───── Material provided
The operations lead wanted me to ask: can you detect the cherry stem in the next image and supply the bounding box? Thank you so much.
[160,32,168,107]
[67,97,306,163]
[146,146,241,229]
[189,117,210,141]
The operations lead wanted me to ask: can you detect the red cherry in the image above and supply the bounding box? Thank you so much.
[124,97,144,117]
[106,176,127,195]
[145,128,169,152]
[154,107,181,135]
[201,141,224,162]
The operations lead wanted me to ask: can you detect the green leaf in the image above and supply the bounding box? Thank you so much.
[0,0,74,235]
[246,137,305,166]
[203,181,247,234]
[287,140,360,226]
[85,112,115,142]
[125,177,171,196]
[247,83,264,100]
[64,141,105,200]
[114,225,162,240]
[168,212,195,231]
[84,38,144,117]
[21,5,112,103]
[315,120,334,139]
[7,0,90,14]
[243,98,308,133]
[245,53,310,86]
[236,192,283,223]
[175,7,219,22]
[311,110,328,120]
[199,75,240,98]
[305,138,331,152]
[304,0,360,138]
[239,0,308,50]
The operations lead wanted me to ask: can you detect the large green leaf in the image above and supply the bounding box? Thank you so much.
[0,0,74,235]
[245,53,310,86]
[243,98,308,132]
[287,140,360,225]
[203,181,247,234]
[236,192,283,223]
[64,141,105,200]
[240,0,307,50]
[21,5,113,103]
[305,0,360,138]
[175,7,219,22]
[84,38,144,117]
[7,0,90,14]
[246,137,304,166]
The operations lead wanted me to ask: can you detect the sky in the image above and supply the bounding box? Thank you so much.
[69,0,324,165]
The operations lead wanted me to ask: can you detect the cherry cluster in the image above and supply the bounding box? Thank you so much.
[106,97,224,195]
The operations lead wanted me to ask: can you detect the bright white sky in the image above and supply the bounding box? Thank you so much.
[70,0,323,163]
──────────
### Given exercise
Write out every line of the material above, word for word and in the same order.

### Reply to the task
The operations lead wanted me to ask: can you detect the cherry stem in the next image and supply the bounding box? Thank you so much.
[160,32,168,107]
[67,97,306,163]
[146,146,241,229]
[189,117,210,141]
The operations lead wanted me to ask: can you detect the red cherry in the image above and supply the bounding box? Thank you so much.
[124,97,144,117]
[106,176,127,195]
[145,128,169,152]
[154,107,181,135]
[201,141,224,162]
The operations lead wanted me to ask: can you detect the green leaf in the image above and supply the bounding box? Thank you so much.
[0,0,74,235]
[246,137,305,166]
[203,181,247,234]
[287,140,360,226]
[85,112,115,142]
[125,177,171,196]
[247,83,264,100]
[64,141,105,200]
[114,225,162,240]
[168,212,195,231]
[84,38,144,117]
[21,5,112,103]
[315,120,334,139]
[7,0,90,14]
[243,98,308,133]
[245,53,310,86]
[236,192,283,223]
[175,7,219,22]
[311,110,328,120]
[199,75,240,98]
[305,138,331,152]
[304,0,360,138]
[239,0,308,50]
The operations lead wanted me to ask: can you detect the large green leaf in the image above and supply the bounding box? Thank you so much.
[0,0,74,235]
[245,53,310,86]
[243,98,308,132]
[287,140,360,225]
[203,181,247,234]
[236,192,283,223]
[64,141,105,200]
[240,0,307,50]
[21,5,113,103]
[305,0,360,138]
[175,7,219,22]
[84,38,144,117]
[7,0,90,14]
[246,137,304,166]
The operations lead wanted me to ask: can you detect the sky in the image above and supply the bounding box? Thank you so much.
[69,0,324,165]
The operations lead wanted me to ask: can you detect the cherry cluster in the image above and supply the bounding box? Thank you so much.
[106,97,224,195]
The operations lead wanted me to ask: can you detect the bright white sky in the image above and supply the bounding box? Thank you so much.
[70,0,323,163]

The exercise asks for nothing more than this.